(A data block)
§
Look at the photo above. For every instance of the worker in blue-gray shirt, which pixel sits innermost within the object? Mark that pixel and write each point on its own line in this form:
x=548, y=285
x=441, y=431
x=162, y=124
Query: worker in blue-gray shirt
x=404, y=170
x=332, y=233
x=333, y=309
§
### WHAT THIS TASK INVOLVES
Copy the material above line for line, changing nothing.

### TASK OUTPUT
Look at the photo above. For every instance of the worker in blue-gray shirt, which pixel sits innermost within the object? Mark that pixel and write each point on its own line in this form:
x=548, y=285
x=441, y=431
x=162, y=124
Query: worker in blue-gray shirt
x=404, y=170
x=332, y=233
x=333, y=309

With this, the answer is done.